# Klassensets



## Illiya (30. Mai 2012)

Hi zusammen,

wie ist das denn mit den Klassensets? Hat sich das schon mal wer genauer angeschaut?
Ich bin momentan 53 mit meiner Dämonenjägerin, deswegen kann ich nicht sagen, ob die Sets dann für lvl 60 was bringen oder ob sie totaler Müll sind weil man gelbe Items findet die um einiges besser sind.

Nen Kumpel hat in Akt 1 Inferno ein Setteil gefunden (Rüssi vom Sorcset). Wenn man dann mal im AH schaut (weil als Barb brauch er das nit) sind die Teile einfach nur utopisch teuer...1.000.000 ist da ja schon fast wenig.... und das egal mit welchen Stats! Die können mal gar nicht zur Klasse passen und trotzdem teuer! Wer soll denn so was kaufen? Also ich hab noch keine 20 Mille die ich einfach mal verblasen kann 

Also was haltet ihr von den Teilen?

# # # # # # #

Aufgabenstellung:
Beantworte anhand des Forenbeitrags über Klassensets:
1. Auf welcher Stufe ist Illiya derzeit mit der Dämonenjägerin?
2. Welches Setteil hat der Kumpel gefunden, und in welchem Akt und Schwierigkeitsgrad?
3. Mit welcher Klasse spielt der Kumpel?
Die Datensätze sind eigenständiges Material ohne Bezug zum Forenbeitrag über Klassensets.

Inhalt der Datensätze:

# # # # # # #

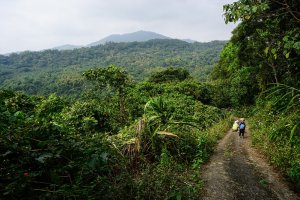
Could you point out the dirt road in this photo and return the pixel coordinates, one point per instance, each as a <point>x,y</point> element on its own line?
<point>237,171</point>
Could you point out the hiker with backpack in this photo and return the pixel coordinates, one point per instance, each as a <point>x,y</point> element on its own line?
<point>235,125</point>
<point>242,127</point>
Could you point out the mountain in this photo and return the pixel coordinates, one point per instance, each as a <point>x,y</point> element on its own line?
<point>60,72</point>
<point>139,36</point>
<point>67,47</point>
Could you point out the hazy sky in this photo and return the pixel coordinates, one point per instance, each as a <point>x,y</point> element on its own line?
<point>41,24</point>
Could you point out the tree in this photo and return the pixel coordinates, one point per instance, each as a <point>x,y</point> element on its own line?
<point>115,78</point>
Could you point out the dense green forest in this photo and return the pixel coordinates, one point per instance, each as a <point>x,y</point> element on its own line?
<point>53,71</point>
<point>143,131</point>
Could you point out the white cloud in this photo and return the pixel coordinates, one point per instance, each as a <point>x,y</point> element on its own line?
<point>41,24</point>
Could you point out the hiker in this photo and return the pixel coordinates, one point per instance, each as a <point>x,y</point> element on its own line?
<point>235,125</point>
<point>242,127</point>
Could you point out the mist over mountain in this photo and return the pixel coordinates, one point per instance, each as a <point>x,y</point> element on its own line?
<point>138,36</point>
<point>55,71</point>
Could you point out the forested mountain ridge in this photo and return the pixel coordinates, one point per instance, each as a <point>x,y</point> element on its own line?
<point>139,36</point>
<point>51,71</point>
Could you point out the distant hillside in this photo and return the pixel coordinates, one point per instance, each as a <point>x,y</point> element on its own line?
<point>139,36</point>
<point>67,47</point>
<point>56,71</point>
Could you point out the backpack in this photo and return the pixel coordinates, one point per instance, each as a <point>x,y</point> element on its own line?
<point>242,126</point>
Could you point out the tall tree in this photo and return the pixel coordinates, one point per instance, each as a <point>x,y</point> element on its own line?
<point>116,78</point>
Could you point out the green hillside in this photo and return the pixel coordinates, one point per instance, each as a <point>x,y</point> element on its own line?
<point>56,71</point>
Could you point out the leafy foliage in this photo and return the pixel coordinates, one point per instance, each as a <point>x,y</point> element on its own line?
<point>53,71</point>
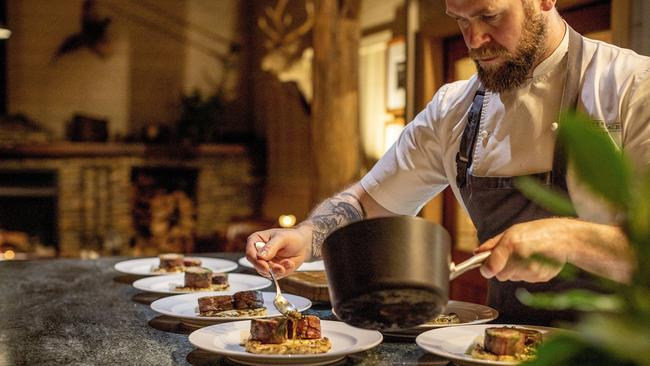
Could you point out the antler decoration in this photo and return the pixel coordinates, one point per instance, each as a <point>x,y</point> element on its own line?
<point>277,30</point>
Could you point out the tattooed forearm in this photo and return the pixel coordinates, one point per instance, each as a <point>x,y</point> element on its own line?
<point>336,212</point>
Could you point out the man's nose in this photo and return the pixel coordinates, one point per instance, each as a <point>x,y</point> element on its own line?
<point>476,36</point>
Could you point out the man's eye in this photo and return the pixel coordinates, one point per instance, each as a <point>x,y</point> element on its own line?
<point>462,21</point>
<point>488,18</point>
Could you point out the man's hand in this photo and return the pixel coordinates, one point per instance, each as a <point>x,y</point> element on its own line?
<point>533,251</point>
<point>285,249</point>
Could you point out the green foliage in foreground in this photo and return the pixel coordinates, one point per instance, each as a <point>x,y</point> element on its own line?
<point>616,329</point>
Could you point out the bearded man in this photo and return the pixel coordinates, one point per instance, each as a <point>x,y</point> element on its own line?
<point>477,135</point>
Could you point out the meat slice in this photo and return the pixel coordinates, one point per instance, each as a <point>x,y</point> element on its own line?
<point>191,262</point>
<point>273,331</point>
<point>170,261</point>
<point>532,337</point>
<point>218,303</point>
<point>219,278</point>
<point>198,277</point>
<point>248,300</point>
<point>504,341</point>
<point>307,327</point>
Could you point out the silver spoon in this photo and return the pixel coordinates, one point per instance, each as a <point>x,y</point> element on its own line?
<point>280,302</point>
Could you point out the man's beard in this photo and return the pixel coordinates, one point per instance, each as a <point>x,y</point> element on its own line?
<point>518,65</point>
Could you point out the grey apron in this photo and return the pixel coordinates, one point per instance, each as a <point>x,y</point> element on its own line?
<point>494,204</point>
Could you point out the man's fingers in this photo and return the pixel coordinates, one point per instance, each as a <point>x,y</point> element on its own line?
<point>488,244</point>
<point>496,262</point>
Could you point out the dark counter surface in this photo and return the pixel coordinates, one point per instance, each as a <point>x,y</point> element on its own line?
<point>83,312</point>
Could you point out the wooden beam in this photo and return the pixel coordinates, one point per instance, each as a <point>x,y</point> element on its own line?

# # # # # # #

Lösung:
1. Stufe 53
2. Die Rüssi vom Sorcset, gefunden in Akt 1 Inferno
3. Als Barb